▶ [Extract to read]
[start]

ALERT!!! THE SUMMER, 2025 24-HOUR SHORT STORY CONTEST IS THIS SATURDAY! Only 500 participants are permitted so SIGN UP TODAY if you want to play!
You can sell your writing, if you take writing seriously. How?
- Live Writing: View every aspect of your life, everything you see, or hear, or do, through the lens of writing. “Would this work? Or this?” Some leap out, like the woman who said her favorite place to play as a kid in Nazi Germany, “was on the unexploded bombs.” Even if an idea doesn’t seem obvious…
- Keep A Compendium of Ideas: Write down every possible concept or idea because you never know which one, or two, or three of them, separately or together, might trigger a piece. Come up with at least one idea a day for magazines you want to work on, or in general. Ideas equal money.
- Learn the Basics: Study magazine or website basics where you want to publish–type of article, length, type of writing–and write queries or pitches.
- Write Every Day: You must. If you don’t, the hullaballoo of daily life will snip your writing threads and, later, your brain will need time to sew the threads back together. That’s time lost you could have used to write every day.

[end]

▶ [Dataset rows]
[start]

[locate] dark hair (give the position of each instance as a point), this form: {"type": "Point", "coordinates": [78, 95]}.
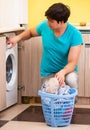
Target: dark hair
{"type": "Point", "coordinates": [58, 12]}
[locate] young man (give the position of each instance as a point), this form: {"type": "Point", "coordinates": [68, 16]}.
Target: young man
{"type": "Point", "coordinates": [61, 43]}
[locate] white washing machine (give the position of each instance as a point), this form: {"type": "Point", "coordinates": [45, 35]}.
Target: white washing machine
{"type": "Point", "coordinates": [11, 75]}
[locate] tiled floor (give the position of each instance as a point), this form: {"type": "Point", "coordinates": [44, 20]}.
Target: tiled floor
{"type": "Point", "coordinates": [12, 121]}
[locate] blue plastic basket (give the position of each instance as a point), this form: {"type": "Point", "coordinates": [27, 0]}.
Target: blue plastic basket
{"type": "Point", "coordinates": [57, 109]}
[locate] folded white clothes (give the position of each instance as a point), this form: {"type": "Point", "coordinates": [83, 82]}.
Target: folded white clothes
{"type": "Point", "coordinates": [52, 86]}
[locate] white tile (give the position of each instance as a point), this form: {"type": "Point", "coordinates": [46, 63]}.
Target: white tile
{"type": "Point", "coordinates": [15, 125]}
{"type": "Point", "coordinates": [13, 111]}
{"type": "Point", "coordinates": [88, 127]}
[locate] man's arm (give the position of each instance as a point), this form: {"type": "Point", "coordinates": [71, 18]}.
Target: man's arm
{"type": "Point", "coordinates": [72, 62]}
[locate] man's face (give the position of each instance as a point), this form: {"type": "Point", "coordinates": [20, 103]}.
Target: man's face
{"type": "Point", "coordinates": [53, 24]}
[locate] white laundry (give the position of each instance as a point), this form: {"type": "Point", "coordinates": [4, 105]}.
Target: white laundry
{"type": "Point", "coordinates": [52, 86]}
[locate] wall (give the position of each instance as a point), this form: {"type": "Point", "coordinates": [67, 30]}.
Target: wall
{"type": "Point", "coordinates": [79, 10]}
{"type": "Point", "coordinates": [13, 13]}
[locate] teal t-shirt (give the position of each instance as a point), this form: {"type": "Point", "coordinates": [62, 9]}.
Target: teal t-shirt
{"type": "Point", "coordinates": [55, 49]}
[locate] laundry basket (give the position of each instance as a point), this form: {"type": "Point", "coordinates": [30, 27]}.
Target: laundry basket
{"type": "Point", "coordinates": [57, 109]}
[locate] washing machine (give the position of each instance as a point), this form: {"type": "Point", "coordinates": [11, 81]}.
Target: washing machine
{"type": "Point", "coordinates": [11, 74]}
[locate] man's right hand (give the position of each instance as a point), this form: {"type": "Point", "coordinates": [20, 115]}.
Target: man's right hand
{"type": "Point", "coordinates": [12, 41]}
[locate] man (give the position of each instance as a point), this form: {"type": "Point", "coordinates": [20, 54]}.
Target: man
{"type": "Point", "coordinates": [61, 43]}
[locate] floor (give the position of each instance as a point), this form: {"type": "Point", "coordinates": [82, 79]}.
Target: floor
{"type": "Point", "coordinates": [30, 116]}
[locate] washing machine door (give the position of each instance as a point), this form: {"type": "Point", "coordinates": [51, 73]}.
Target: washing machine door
{"type": "Point", "coordinates": [11, 69]}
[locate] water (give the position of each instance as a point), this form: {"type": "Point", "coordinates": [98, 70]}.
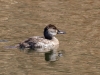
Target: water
{"type": "Point", "coordinates": [20, 19]}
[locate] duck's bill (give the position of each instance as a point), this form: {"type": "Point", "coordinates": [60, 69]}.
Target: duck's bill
{"type": "Point", "coordinates": [61, 32]}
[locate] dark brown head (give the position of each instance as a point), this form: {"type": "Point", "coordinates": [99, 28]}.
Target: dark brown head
{"type": "Point", "coordinates": [50, 31]}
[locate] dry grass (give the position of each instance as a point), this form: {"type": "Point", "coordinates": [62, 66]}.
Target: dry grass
{"type": "Point", "coordinates": [20, 19]}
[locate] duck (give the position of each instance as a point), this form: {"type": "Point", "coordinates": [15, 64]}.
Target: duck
{"type": "Point", "coordinates": [47, 44]}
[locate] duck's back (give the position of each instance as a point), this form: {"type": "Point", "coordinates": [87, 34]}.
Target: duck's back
{"type": "Point", "coordinates": [39, 44]}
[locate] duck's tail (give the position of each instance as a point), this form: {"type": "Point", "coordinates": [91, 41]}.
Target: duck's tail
{"type": "Point", "coordinates": [12, 47]}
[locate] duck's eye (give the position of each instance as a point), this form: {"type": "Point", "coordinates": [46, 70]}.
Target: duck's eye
{"type": "Point", "coordinates": [54, 28]}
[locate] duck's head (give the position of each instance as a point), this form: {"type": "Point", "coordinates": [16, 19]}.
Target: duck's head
{"type": "Point", "coordinates": [50, 31]}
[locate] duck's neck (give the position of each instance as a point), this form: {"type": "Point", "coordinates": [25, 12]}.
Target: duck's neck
{"type": "Point", "coordinates": [47, 35]}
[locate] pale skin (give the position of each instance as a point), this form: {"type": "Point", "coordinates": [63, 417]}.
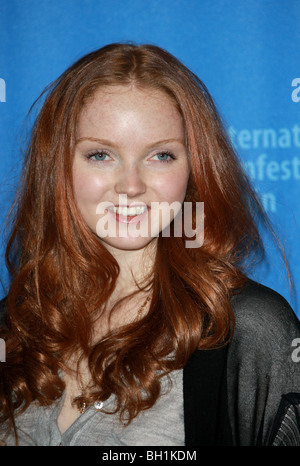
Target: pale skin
{"type": "Point", "coordinates": [130, 141]}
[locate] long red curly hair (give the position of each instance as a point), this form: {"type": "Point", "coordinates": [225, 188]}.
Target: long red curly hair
{"type": "Point", "coordinates": [61, 276]}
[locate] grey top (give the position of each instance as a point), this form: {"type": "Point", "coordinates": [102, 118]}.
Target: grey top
{"type": "Point", "coordinates": [161, 425]}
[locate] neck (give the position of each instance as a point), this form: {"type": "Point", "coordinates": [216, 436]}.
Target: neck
{"type": "Point", "coordinates": [135, 268]}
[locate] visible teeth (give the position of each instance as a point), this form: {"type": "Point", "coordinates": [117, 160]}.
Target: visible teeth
{"type": "Point", "coordinates": [130, 211]}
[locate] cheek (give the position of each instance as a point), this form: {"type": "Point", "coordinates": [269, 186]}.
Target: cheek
{"type": "Point", "coordinates": [173, 188]}
{"type": "Point", "coordinates": [88, 187]}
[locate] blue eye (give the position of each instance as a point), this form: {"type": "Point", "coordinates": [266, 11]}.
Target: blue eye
{"type": "Point", "coordinates": [165, 156]}
{"type": "Point", "coordinates": [97, 156]}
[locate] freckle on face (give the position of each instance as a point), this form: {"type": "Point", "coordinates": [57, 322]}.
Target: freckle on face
{"type": "Point", "coordinates": [131, 121]}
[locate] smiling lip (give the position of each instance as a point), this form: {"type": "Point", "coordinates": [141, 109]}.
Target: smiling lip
{"type": "Point", "coordinates": [129, 214]}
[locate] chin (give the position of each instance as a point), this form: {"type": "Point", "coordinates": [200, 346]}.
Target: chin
{"type": "Point", "coordinates": [126, 244]}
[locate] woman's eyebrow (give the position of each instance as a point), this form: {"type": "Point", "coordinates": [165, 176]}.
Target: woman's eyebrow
{"type": "Point", "coordinates": [107, 142]}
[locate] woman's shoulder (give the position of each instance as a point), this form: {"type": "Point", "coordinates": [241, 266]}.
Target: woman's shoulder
{"type": "Point", "coordinates": [262, 311]}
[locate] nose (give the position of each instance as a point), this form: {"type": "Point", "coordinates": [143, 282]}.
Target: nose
{"type": "Point", "coordinates": [130, 182]}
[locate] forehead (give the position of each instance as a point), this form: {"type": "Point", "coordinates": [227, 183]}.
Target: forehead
{"type": "Point", "coordinates": [123, 107]}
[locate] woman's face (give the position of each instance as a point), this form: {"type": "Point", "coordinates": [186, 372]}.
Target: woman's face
{"type": "Point", "coordinates": [130, 169]}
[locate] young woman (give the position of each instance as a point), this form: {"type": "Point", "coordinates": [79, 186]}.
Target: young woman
{"type": "Point", "coordinates": [120, 328]}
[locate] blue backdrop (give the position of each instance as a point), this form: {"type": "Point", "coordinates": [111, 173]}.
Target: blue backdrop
{"type": "Point", "coordinates": [247, 53]}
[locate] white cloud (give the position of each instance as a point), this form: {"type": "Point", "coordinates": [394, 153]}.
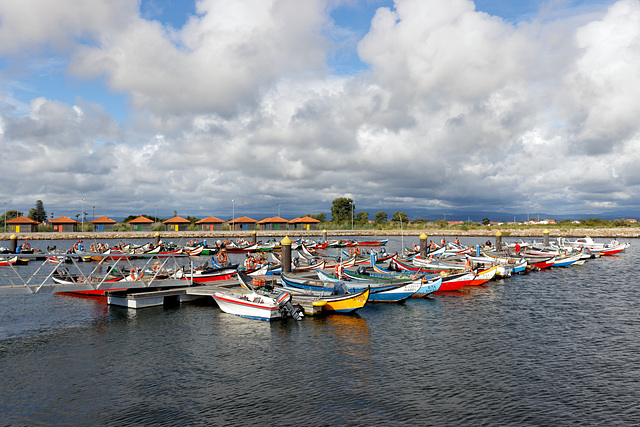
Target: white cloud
{"type": "Point", "coordinates": [459, 108]}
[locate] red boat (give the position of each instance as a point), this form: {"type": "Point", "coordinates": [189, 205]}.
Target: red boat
{"type": "Point", "coordinates": [541, 263]}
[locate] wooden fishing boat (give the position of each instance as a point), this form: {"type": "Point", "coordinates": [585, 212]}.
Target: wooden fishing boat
{"type": "Point", "coordinates": [8, 261]}
{"type": "Point", "coordinates": [207, 274]}
{"type": "Point", "coordinates": [338, 300]}
{"type": "Point", "coordinates": [373, 242]}
{"type": "Point", "coordinates": [253, 305]}
{"type": "Point", "coordinates": [567, 260]}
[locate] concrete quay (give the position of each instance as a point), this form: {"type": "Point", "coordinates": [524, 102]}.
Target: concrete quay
{"type": "Point", "coordinates": [622, 232]}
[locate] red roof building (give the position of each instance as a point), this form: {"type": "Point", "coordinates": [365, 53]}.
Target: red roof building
{"type": "Point", "coordinates": [304, 223]}
{"type": "Point", "coordinates": [64, 224]}
{"type": "Point", "coordinates": [243, 223]}
{"type": "Point", "coordinates": [275, 223]}
{"type": "Point", "coordinates": [176, 224]}
{"type": "Point", "coordinates": [141, 224]}
{"type": "Point", "coordinates": [103, 224]}
{"type": "Point", "coordinates": [210, 224]}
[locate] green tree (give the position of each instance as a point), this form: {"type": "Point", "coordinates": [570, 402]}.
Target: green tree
{"type": "Point", "coordinates": [441, 223]}
{"type": "Point", "coordinates": [398, 216]}
{"type": "Point", "coordinates": [362, 217]}
{"type": "Point", "coordinates": [380, 217]}
{"type": "Point", "coordinates": [38, 213]}
{"type": "Point", "coordinates": [341, 210]}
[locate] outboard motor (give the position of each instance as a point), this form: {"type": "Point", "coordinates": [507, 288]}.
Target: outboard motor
{"type": "Point", "coordinates": [285, 306]}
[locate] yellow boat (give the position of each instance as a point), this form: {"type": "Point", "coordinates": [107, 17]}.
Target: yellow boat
{"type": "Point", "coordinates": [347, 303]}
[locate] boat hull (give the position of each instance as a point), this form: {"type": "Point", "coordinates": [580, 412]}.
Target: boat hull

[end]

▶ [Task list]
A – Give the heading of each tip in the advice on selling one's writing.
B – Carry the advice on selling one's writing forward from its last sentence.
The lines above are separate material and are not part of the advice on selling writing.

▶ [Outputs]
A –
- Live Writing
- Keep A Compendium of Ideas
- Learn the Basics
- Write Every Day

B –
Produce at least 500 words a day. What’s better? 1,000! And, aim toward publishing. Write a query letter or an article. You’re a writer. You can do it. Every bit of your writing makes you better. Constant writing leads to writing easily, well, and prolifically.
- Percolate. Always keep several projects percolating in your writing pot at all times. I started with submitting essays to Listen and Rural Electric Co-operative magazine, poetry and essays to Great River Review, and my running experiences to Runner’s World. So, when I tired, I merely moved on to another piece. I never quit during my writing time. Sometimes, I had nine or 10 pieces going at one time. That’s being prolific. You can do the same. Figure out what works for you. As you get better, go after more and bigger magazines. When you sell to a high paying magazine, keep going after them.
- Choose a Writing Niche. I chose farm-related (or rural) magazines. I lucked out. While interviewing for Toy Farmer articles, farmers would say, “Let me show you my other toys.” Those were real tractors, farm machinery, and gas engines, all of which I could write about. Often, I wrote 3 articles on one person, for three different magazines, until I had written in Toy Farmer (319 articles), Farm Collector (258), Gas Engine (84), and others.
Other niches I’ve written about include farming, religions (I often sell the same piece to different religious magazines,) model railroads, dolls, humor, sports, retirement, and many others.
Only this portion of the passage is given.